**Your tasks:**
#1 In the commentary on the B.C. election, between which years did the Social Credit party rule for all but three years?
#2 Continue the commentary on the B.C. election from the point where it stops.

**Selected excerpt:**
--- START ---
While technically still clinging to power, the B.C. NDP must feel like Saturday’s provincial election was a harsh repudiation by voters.
The New Democrats and their leader, David Eby, finished the night with a 46-45 lead over the B.C. Conservatives, with two Greens holding the balance of power. It’s the 2017 election all over again.
There are at least two ridings so close that there will be recounts. We may not have the official results for a couple of weeks. But given what the political landscape looked like in the province just over a year ago, this result is shocking.
Explainer: Five take-aways from the B.C. election
British Columbians are quite capable of causing these cataclysmic political events that completely demolish the status quo. They are Big Bang moments in which parties rise from the ashes of a previous existence. And some once-prominent parties fade out of the picture altogether.
The Social Credit party ruled for all but three years between 1952 and 1991. Then the NDP took over. Before the decade was up, Social Credit was a completely spent political force, destined to live out its best days in history books.
--- END ---
**Data excerpts:**
--- START ---
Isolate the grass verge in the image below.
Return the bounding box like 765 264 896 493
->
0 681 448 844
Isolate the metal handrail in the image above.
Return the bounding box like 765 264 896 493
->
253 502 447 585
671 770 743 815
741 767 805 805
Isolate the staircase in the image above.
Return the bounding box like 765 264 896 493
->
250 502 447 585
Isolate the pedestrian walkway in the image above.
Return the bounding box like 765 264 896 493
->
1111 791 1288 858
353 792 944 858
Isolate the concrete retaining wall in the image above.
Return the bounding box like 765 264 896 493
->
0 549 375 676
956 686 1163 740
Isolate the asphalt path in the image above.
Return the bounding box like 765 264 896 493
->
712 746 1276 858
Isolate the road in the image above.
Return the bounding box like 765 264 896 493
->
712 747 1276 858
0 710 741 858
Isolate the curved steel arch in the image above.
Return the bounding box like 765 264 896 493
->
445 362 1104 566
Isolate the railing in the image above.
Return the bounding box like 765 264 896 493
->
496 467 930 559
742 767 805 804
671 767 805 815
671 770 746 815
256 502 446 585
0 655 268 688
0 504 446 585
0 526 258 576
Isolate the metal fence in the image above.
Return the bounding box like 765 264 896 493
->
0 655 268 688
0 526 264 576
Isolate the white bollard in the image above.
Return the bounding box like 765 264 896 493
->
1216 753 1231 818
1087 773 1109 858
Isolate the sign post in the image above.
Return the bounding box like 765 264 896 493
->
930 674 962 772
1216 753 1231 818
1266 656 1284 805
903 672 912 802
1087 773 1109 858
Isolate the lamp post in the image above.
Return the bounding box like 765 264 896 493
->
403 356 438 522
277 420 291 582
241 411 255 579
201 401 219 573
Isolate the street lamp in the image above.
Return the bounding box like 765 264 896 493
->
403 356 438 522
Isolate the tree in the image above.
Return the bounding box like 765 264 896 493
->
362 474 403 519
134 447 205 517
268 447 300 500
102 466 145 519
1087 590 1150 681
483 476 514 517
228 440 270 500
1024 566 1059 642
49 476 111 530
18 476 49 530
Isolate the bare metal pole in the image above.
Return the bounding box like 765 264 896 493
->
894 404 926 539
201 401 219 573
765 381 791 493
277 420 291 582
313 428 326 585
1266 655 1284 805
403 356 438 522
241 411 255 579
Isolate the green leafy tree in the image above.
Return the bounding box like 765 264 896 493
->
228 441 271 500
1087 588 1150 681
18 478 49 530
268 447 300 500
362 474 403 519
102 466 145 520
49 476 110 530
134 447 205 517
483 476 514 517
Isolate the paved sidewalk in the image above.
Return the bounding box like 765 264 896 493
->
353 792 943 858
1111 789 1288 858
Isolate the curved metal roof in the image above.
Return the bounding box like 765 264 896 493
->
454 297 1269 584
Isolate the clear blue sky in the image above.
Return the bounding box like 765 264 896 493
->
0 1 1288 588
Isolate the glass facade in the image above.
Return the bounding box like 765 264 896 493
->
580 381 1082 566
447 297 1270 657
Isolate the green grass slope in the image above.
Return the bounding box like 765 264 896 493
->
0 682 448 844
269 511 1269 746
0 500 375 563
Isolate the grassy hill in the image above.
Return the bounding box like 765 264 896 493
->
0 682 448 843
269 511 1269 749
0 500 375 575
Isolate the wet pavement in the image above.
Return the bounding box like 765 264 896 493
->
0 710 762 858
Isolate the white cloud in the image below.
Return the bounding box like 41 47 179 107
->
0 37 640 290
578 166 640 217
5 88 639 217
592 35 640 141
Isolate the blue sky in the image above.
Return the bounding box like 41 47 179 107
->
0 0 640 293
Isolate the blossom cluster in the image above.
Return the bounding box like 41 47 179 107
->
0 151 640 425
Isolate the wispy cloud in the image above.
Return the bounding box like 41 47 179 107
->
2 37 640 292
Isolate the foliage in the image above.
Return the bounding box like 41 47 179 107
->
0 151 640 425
--- END ---
**Exercise answers:**
#1 1952 and 1991

#2
The NDP ruled until 2001, when voters had enough of their left-wing incompetence and voted in the B.C. Liberals, a party that hardly existed 10 years earlier. A clever election debate quip by their then-leader Gordon Wilson was enough to ignite something, giving the moribund party a spark that caught fire. The Liberals were taken over by Vancouver mayor Gordon Campbell, who would later give way to one of his former cabinet ministers, Christy Clark. Altogether they governed B.C. for 16 years.
Then 2017 happened, and the Liberals came up one seat short of a majority. That allowed the NDP to form a governing partnership with the three-seat Green Party and the Liberals slowly began to recede from political relevance. The NDP under John Horgan won a healthy majority in 2020 before handing the leadership over to Mr. Eby in 2022.
Which brings us to Saturday’s election result. The Conservatives currently have 45 seats. That is mind-boggling. Just over a year ago, they were a party that was barely breathing. That changed when Mr. Rustad, who was kicked out of the Liberal Party caucus in 2022 for refusing to delete a tweet that, well, made him look like the climate denier that he is, joined the Conservatives in February, 2023.
He began to build the party up from scratch, eventually persuading several Liberals – then B.C. United members as the party went through an ill-advised name change – to cross the floor. The Conservatives then began to ride a wave of voter discontent that led to Saturday’s election result.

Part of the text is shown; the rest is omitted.